Region pointing data
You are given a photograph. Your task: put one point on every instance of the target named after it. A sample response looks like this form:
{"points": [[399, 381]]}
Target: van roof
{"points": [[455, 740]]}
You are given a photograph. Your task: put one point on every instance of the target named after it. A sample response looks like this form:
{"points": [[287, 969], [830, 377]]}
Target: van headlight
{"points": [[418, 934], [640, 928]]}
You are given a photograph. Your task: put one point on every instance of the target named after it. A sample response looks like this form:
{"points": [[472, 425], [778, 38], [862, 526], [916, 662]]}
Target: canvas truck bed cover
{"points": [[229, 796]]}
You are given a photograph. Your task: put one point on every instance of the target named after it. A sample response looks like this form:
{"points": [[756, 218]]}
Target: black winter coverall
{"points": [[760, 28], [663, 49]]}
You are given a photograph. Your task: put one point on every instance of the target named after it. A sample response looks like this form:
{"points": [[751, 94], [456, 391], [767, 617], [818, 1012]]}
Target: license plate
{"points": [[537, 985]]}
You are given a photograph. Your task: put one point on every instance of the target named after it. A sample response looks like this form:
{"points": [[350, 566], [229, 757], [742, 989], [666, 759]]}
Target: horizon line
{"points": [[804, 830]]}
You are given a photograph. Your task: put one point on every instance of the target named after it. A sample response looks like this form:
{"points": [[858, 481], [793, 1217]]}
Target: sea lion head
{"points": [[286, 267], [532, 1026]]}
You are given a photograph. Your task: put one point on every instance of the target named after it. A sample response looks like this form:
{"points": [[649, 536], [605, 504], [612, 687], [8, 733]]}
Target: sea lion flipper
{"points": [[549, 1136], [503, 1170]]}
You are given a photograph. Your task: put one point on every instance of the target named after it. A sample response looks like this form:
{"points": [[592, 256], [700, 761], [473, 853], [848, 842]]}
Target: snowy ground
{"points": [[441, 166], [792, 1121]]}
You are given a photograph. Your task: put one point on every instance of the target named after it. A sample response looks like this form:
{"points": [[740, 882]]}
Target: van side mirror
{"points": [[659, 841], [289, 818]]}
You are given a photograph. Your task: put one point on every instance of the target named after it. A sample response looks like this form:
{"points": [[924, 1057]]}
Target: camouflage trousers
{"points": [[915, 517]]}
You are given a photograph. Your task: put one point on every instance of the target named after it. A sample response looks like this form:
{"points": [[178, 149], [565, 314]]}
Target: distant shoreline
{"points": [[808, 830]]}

Task goal: Reproduce the lines from the one containing "Target: camouflage trousers" to the end of the entries, keeping both ends and adding nothing.

Response area:
Target: camouflage trousers
{"points": [[915, 517]]}
You are given a photograph. Your task: put one point on every instance of the target named after it. A sample response looks like this form:
{"points": [[178, 149], [565, 314]]}
Target: distant shoreline
{"points": [[808, 830]]}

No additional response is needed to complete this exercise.